● Your task: Please retype every record exactly as it appears, omitting the pictures.

● Dataset records:
━━━━━━

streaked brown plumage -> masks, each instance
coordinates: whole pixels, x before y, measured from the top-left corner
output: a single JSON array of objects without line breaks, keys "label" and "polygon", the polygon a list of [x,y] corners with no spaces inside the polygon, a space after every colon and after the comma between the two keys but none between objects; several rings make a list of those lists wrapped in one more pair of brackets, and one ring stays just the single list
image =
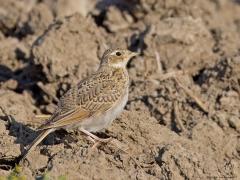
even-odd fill
[{"label": "streaked brown plumage", "polygon": [[28,147],[22,159],[49,133],[59,128],[78,128],[93,139],[100,140],[90,132],[108,127],[123,110],[128,99],[129,84],[126,64],[135,55],[122,49],[105,51],[97,72],[80,81],[60,98],[58,108],[39,127],[40,135]]}]

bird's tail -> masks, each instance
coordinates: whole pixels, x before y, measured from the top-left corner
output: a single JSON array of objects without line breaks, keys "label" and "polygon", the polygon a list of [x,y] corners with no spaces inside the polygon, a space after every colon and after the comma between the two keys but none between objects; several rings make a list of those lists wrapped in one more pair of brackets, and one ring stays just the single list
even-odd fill
[{"label": "bird's tail", "polygon": [[53,132],[53,129],[46,129],[43,130],[38,137],[32,142],[32,144],[26,149],[24,154],[21,155],[20,157],[20,163],[23,162],[23,160],[27,157],[29,153],[32,152],[32,150],[51,132]]}]

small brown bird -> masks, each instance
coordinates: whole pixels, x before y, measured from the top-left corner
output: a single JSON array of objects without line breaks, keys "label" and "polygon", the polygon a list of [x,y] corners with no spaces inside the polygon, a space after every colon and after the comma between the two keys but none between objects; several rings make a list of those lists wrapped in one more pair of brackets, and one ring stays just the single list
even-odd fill
[{"label": "small brown bird", "polygon": [[21,160],[51,132],[60,129],[79,129],[93,140],[105,142],[91,132],[108,127],[122,112],[128,100],[128,61],[137,53],[123,49],[104,52],[98,70],[83,79],[60,98],[58,107],[32,142]]}]

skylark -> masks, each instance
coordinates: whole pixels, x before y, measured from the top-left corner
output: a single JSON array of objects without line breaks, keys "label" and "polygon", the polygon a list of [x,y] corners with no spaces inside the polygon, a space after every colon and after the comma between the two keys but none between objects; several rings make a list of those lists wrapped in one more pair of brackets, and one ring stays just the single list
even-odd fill
[{"label": "skylark", "polygon": [[32,142],[21,160],[51,132],[79,129],[96,141],[105,141],[91,132],[108,127],[122,112],[128,100],[128,61],[137,53],[123,49],[104,52],[98,70],[83,79],[60,98],[53,115],[38,128],[39,136]]}]

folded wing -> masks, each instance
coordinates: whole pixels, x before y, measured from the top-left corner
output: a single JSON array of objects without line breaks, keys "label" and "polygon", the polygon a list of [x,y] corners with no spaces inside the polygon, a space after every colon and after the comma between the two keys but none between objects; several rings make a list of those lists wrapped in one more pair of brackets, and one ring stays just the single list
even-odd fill
[{"label": "folded wing", "polygon": [[39,130],[80,123],[109,110],[120,99],[123,89],[122,84],[113,82],[110,76],[98,73],[71,88],[61,97],[57,110]]}]

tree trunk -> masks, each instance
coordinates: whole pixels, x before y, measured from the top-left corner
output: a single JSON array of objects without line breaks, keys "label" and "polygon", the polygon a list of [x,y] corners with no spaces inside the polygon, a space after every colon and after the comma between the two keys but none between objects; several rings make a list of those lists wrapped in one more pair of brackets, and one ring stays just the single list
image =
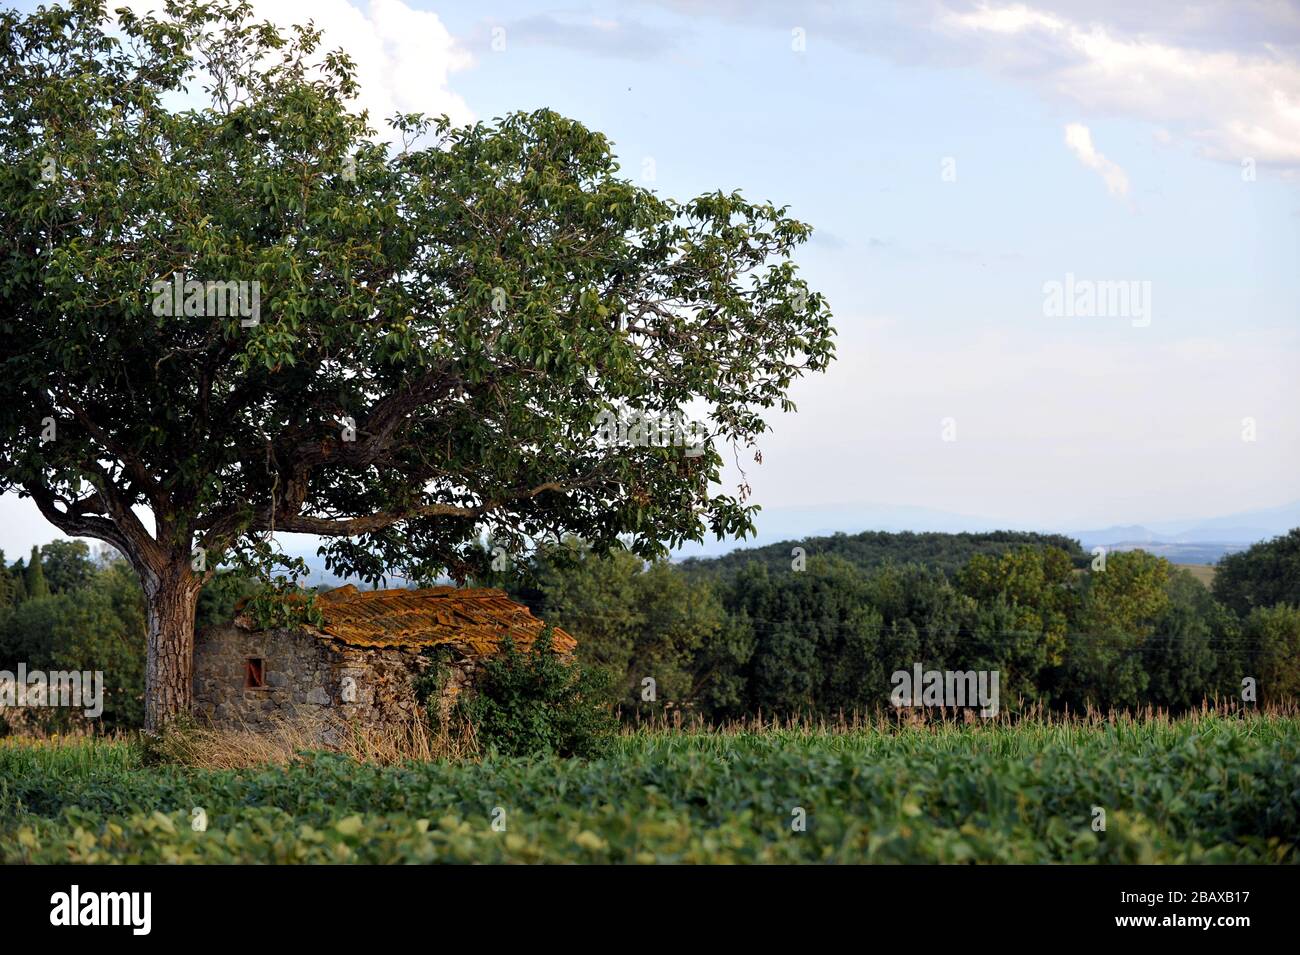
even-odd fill
[{"label": "tree trunk", "polygon": [[156,732],[187,715],[194,697],[194,613],[201,582],[188,564],[145,582],[149,650],[144,675],[144,727]]}]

━━━━━━

● Answer area:
streaked brown plumage -> masks, each instance
coordinates: whole pixels, x before y, measured from the top-left corner
output: a single JSON array of objects without line breaks, keys "label" and "polygon", the polygon a list of [x,y] corners with no spaces inside the polygon, a space after every colon and after the comma between the two keys but none between objects; several rings make a list of those lists wrapped in one more pair of brackets, and one ring stays just the single list
image =
even-odd fill
[{"label": "streaked brown plumage", "polygon": [[28,147],[22,159],[49,133],[59,128],[78,128],[93,139],[100,140],[90,132],[108,127],[123,110],[128,99],[129,84],[126,64],[135,55],[122,49],[105,51],[97,72],[80,81],[60,98],[58,108],[39,127],[40,135]]}]

bird's tail -> masks, each instance
coordinates: whole pixels, x before y, measured from the top-left corner
output: a single JSON array of objects without line breaks, keys "label" and "polygon", the polygon a list of [x,y] corners with no spaces inside the polygon, a space after every colon and after the comma between the two keys but none between objects; several rings make a list of those lists wrapped in one more pair of brackets, and one ring stays just the single list
even-odd fill
[{"label": "bird's tail", "polygon": [[53,132],[53,129],[46,129],[43,130],[38,137],[32,142],[32,144],[26,149],[24,154],[21,155],[20,157],[20,163],[23,162],[23,160],[27,157],[29,153],[32,152],[32,150],[51,132]]}]

small brown bird -> masks, each instance
coordinates: whole pixels, x before y, measured from the top-left corner
output: a single JSON array of objects without line breaks, keys "label" and "polygon", the polygon a list of [x,y] corners with no spaces inside the polygon, a space after every colon and after the comma between the two keys but none between objects; several rings make a list of those lists wrapped in one more pair of brackets, and one ring stays just the single list
even-odd fill
[{"label": "small brown bird", "polygon": [[21,160],[51,132],[60,129],[79,129],[93,140],[105,142],[91,132],[108,127],[122,112],[128,100],[128,61],[137,53],[123,49],[104,52],[98,70],[83,79],[60,98],[58,107],[32,142]]}]

skylark -> masks, each instance
coordinates: whole pixels, x before y, measured from the top-left corner
output: a single JSON array of objects without line breaks, keys "label" and "polygon", the polygon a list of [x,y] corners with no spaces inside the polygon, a space after every colon and after the comma between the two keys but none between objects; several rings make a list of those lists wrapped in one more pair of brackets, and one ring stays just the single list
even-odd fill
[{"label": "skylark", "polygon": [[32,142],[21,160],[51,132],[79,129],[96,141],[105,141],[91,132],[108,127],[122,112],[128,100],[128,61],[137,53],[123,49],[104,52],[98,70],[83,79],[60,98],[53,115],[38,128],[39,136]]}]

folded wing -> masks, each instance
coordinates: whole pixels, x before y, measured from the top-left corner
output: a single JSON array of objects without line breaks, keys "label" and "polygon", the polygon a list of [x,y] corners with no spaces inside the polygon, a space after every colon and after the comma between the two keys but none between objects; several rings make a list of those lists wrapped in one more pair of brackets, and one ring stays just the single list
even-odd fill
[{"label": "folded wing", "polygon": [[39,130],[80,123],[109,110],[120,99],[123,89],[122,84],[113,82],[110,76],[98,73],[71,88],[61,97],[57,110]]}]

tree trunk -> masks, each instance
coordinates: whole pixels, x before y, measured from the top-left corner
output: a single JSON array of objects without line breaks, keys "label" and "polygon", the polygon a list of [x,y] corners with no spaces inside the polygon, a space after every colon and after the comma between the two keys but none between objects; several rings make a list of those lists wrapped in one more pair of brackets, and one ring stays just the single list
image =
even-odd fill
[{"label": "tree trunk", "polygon": [[156,732],[187,715],[194,697],[194,613],[201,582],[188,564],[145,582],[149,650],[144,675],[144,727]]}]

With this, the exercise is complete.